(Your goal): Line by line, set down the following material again exactly.

(Extracted information):
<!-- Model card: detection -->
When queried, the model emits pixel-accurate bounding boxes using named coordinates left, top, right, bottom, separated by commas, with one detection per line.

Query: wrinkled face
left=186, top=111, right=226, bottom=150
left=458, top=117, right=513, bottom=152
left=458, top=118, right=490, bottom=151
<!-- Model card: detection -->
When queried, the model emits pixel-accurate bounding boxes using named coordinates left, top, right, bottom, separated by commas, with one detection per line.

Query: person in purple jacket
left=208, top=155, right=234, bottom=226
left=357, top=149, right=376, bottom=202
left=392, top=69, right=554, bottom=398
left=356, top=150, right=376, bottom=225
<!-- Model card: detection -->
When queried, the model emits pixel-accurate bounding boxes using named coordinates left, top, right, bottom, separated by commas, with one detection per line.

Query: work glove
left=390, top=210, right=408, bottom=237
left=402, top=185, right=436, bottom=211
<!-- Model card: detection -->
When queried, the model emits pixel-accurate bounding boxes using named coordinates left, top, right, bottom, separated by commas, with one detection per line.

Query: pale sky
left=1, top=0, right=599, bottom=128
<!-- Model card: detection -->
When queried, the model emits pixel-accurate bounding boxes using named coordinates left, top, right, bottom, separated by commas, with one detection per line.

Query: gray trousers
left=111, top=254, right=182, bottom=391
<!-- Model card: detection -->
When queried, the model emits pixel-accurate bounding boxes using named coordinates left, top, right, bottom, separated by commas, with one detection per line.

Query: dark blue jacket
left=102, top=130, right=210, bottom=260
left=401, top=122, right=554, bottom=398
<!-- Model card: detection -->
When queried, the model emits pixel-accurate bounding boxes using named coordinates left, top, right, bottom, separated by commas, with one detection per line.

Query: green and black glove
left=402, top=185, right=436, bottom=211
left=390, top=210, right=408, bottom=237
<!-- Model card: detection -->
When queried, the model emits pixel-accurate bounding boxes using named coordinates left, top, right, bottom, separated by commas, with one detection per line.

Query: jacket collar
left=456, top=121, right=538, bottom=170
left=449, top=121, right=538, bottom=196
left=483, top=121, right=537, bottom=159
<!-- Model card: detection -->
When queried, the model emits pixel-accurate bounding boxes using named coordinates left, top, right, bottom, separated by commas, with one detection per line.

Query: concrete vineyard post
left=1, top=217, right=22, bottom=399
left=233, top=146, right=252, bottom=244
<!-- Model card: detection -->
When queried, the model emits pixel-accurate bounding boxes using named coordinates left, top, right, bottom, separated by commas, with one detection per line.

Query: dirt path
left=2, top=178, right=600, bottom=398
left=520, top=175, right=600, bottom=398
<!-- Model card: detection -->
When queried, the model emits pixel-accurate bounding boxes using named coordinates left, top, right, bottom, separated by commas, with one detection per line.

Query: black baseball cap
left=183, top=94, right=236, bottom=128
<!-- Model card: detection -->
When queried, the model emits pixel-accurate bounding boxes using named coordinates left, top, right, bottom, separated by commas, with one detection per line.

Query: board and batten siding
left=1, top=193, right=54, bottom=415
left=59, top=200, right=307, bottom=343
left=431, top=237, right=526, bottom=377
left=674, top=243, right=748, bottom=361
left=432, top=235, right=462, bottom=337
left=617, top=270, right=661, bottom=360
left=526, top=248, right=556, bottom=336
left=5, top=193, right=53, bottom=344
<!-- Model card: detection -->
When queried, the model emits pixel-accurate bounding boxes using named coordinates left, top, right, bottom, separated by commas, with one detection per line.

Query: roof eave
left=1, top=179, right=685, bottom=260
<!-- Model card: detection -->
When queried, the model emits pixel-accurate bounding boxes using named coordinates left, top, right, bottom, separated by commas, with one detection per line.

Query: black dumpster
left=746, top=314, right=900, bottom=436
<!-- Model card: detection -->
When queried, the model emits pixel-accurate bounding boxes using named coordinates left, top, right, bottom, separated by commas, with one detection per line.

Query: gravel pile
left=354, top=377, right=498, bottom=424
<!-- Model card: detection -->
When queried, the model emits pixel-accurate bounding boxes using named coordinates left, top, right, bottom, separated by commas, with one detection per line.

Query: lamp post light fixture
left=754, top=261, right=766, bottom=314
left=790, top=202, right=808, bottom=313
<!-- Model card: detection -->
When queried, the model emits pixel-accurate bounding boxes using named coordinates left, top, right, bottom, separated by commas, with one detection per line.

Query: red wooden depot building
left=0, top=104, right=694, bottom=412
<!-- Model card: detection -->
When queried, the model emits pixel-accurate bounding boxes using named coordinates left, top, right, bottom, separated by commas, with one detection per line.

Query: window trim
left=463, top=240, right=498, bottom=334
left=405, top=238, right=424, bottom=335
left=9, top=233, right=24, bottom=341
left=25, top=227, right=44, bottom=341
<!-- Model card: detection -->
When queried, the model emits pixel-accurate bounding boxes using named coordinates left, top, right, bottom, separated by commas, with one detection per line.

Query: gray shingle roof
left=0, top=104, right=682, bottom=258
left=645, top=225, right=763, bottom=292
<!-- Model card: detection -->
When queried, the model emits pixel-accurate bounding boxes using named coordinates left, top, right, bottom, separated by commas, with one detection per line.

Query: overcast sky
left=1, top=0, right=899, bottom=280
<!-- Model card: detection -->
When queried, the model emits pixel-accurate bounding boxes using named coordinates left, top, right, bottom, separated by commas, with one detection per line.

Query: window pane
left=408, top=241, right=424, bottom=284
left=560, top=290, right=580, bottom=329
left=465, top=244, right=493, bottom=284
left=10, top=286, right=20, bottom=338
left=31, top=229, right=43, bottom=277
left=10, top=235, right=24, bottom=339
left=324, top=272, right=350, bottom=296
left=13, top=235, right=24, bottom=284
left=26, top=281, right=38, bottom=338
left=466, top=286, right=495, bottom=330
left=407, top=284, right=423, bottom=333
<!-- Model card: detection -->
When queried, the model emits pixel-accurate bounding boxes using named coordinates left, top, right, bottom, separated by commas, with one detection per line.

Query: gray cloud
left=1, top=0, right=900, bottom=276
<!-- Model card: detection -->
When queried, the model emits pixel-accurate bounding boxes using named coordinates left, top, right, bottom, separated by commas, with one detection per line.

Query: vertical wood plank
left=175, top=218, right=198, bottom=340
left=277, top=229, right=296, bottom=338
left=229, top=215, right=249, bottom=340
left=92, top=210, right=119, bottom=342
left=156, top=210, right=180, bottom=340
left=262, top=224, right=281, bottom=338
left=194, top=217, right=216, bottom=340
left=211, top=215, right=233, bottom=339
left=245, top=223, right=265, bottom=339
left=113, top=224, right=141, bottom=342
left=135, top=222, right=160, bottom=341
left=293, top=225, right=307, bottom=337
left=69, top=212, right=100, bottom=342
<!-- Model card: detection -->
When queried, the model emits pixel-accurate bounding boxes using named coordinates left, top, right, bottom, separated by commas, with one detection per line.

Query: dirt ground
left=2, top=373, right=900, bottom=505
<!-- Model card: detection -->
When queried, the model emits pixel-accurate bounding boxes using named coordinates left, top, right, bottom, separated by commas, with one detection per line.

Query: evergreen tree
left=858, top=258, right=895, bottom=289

(Final answer):
<!-- Model card: detection -->
When queried, the model emits pixel-accurate bounding boxes using named coordinates left, top, right, bottom, separated by commas, with one detection per line.

Query: wrinkled face
left=186, top=111, right=226, bottom=150
left=458, top=117, right=513, bottom=152
left=458, top=118, right=490, bottom=151
<!-- Model card: detection -->
When queried, the model emits pixel-accurate bounding boxes using named coordinates left, top, right, bottom, separated by commas, with one detection per line.

Query: person in purple jacket
left=208, top=155, right=234, bottom=226
left=357, top=149, right=376, bottom=202
left=392, top=69, right=554, bottom=398
left=356, top=150, right=376, bottom=225
<!-- Model card: detection -->
When queried, the model emits pixel-accurate bounding boxes using named coordinates left, top, right, bottom, separated by commas, with one detection per line.

Query: work glove
left=390, top=210, right=408, bottom=237
left=402, top=185, right=436, bottom=211
<!-- Model card: detection -->
When queried, the model emits pixel-accurate bounding boxes using named coordinates left, top, right, bottom, separated by commas, with one detection per line.

Query: pale sky
left=1, top=0, right=599, bottom=128
<!-- Model card: detection -->
When queried, the model emits pixel-accurate bounding boxes using named coordinates left, top, right, bottom, separated by commas, with one detection per line.

Query: gray trousers
left=111, top=254, right=182, bottom=391
<!-- Model card: detection -->
When queried, the model emits pixel-accurate bounding boxes using named coordinates left, top, right, bottom, separated by commas, with one detection per line.

Query: dark blue jacket
left=102, top=130, right=210, bottom=260
left=401, top=122, right=554, bottom=398
<!-- Model card: detection -->
When queried, the model emits pixel-accurate bounding boxes using named coordinates left, top, right, bottom, separated by commas, with one detection per line.

Query: green and black glove
left=402, top=185, right=436, bottom=211
left=390, top=210, right=408, bottom=237
<!-- Model card: detection -->
When queried, the model emits pixel-accurate bounding boxes using named coordinates left, top, right, bottom, separated by commas, with one detection per line.

Query: jacket collar
left=456, top=121, right=538, bottom=170
left=449, top=121, right=538, bottom=196
left=483, top=121, right=537, bottom=159
<!-- Model card: detection -->
When queried, the model emits pixel-accurate bounding boxes using named coordinates left, top, right, bottom, separated by commas, with one detection per line.

Query: concrete vineyard post
left=1, top=217, right=22, bottom=399
left=233, top=146, right=252, bottom=244
<!-- Model card: detection -->
When queried, the model emits pixel-accurate bounding boxes using named coordinates left, top, right, bottom, separated by commas, with one detection per line.

Query: dirt path
left=2, top=178, right=600, bottom=398
left=520, top=175, right=600, bottom=398
<!-- Model card: detection -->
When queried, the model emits pixel-accurate bounding boxes using named coordinates left, top, right, bottom, separated by commas, with one detection per line.

Query: black baseball cap
left=183, top=94, right=236, bottom=128
<!-- Model card: detection -->
When queried, the model emits pixel-accurate bounding boxes using named coordinates left, top, right, bottom, separated by commas, with one detection per line.

Query: board and batten siding
left=1, top=193, right=54, bottom=415
left=59, top=200, right=307, bottom=343
left=431, top=237, right=526, bottom=377
left=674, top=243, right=748, bottom=361
left=432, top=235, right=462, bottom=337
left=617, top=270, right=661, bottom=360
left=526, top=248, right=556, bottom=336
left=5, top=193, right=53, bottom=344
<!-- Model card: detection -->
When queried, the model emits pixel-accurate bounding boxes using named coordinates left, top, right, bottom, separated by commas, with one detection per line.

Query: roof eave
left=1, top=179, right=685, bottom=260
<!-- Model card: detection -->
When queried, the model emits pixel-accurate bounding boxes using named coordinates left, top, right, bottom, separated by commas, with one detection per line.

Query: black dumpster
left=746, top=314, right=900, bottom=436
<!-- Model card: detection -->
When queried, the model emits pixel-accurate bounding boxes using named coordinates left, top, right, bottom, separated by commas, with one detection per line.

Query: gravel pile
left=354, top=377, right=498, bottom=424
<!-- Model card: detection -->
When queried, the model emits pixel-accurate bounding boxes using named coordinates left, top, right, bottom, separated by commas, with one detection per line.

Query: lamp post light fixture
left=754, top=261, right=766, bottom=314
left=790, top=202, right=808, bottom=313
<!-- Model card: detection -->
When queried, the model emits pixel-accurate bounding boxes using named coordinates left, top, right, bottom, separated by commas, with one detection per line.

Query: red wooden depot building
left=0, top=104, right=694, bottom=412
<!-- Model card: detection -->
When queried, the model emits pixel-accurate bounding boxes using named coordinates left, top, right, bottom, separated by commas, with one detection per line.

Query: window trim
left=463, top=240, right=498, bottom=334
left=405, top=238, right=424, bottom=335
left=9, top=233, right=24, bottom=341
left=25, top=227, right=44, bottom=341
<!-- Model card: detection -->
When queried, the model emits pixel-accurate bounding boxes using named coordinates left, top, right, bottom, separated by commas, with one detection per line.

Query: gray shingle roof
left=0, top=104, right=682, bottom=258
left=645, top=225, right=763, bottom=292
<!-- Model card: detection -->
When queried, the model emits pixel-accurate bounding boxes using named coordinates left, top, right, bottom, separated by commas, with one detection per line.

Query: overcast sky
left=1, top=0, right=899, bottom=280
<!-- Model card: detection -->
When queried, the model emits pixel-accurate bounding boxes using named coordinates left, top, right, bottom, separated by commas, with one detection per line.

Query: window pane
left=408, top=241, right=424, bottom=284
left=560, top=290, right=580, bottom=329
left=465, top=244, right=493, bottom=284
left=10, top=286, right=20, bottom=338
left=31, top=229, right=43, bottom=277
left=10, top=235, right=24, bottom=339
left=324, top=272, right=350, bottom=296
left=13, top=235, right=24, bottom=284
left=26, top=281, right=38, bottom=338
left=466, top=286, right=495, bottom=330
left=407, top=284, right=423, bottom=333
<!-- Model card: detection -->
When queried, the model emits pixel-accurate bounding boxes using named coordinates left, top, right, bottom, separated by commas, with one detection per line.

Query: gray cloud
left=1, top=0, right=900, bottom=276
<!-- Model card: detection -->
When queried, the model emits pixel-accurate bounding boxes using named coordinates left, top, right, bottom, separated by commas, with one detection per line.

Query: vertical wood plank
left=175, top=218, right=198, bottom=340
left=277, top=229, right=296, bottom=338
left=229, top=215, right=249, bottom=340
left=92, top=210, right=119, bottom=342
left=156, top=210, right=180, bottom=340
left=262, top=224, right=281, bottom=338
left=194, top=217, right=216, bottom=340
left=211, top=215, right=233, bottom=339
left=245, top=223, right=265, bottom=339
left=113, top=224, right=141, bottom=342
left=135, top=222, right=160, bottom=341
left=293, top=225, right=307, bottom=337
left=69, top=212, right=100, bottom=342
<!-- Model card: detection -->
When queried, the model emits pixel-accurate bounding boxes using named coordinates left, top, right, bottom, separated by commas, with one detection per line.

Query: dirt ground
left=2, top=373, right=900, bottom=505
<!-- Model card: detection -->
When queried, the model emits pixel-accurate bounding boxes using named coordinates left, top, right, bottom, separated by commas, with one detection per line.

Query: evergreen tree
left=858, top=258, right=895, bottom=289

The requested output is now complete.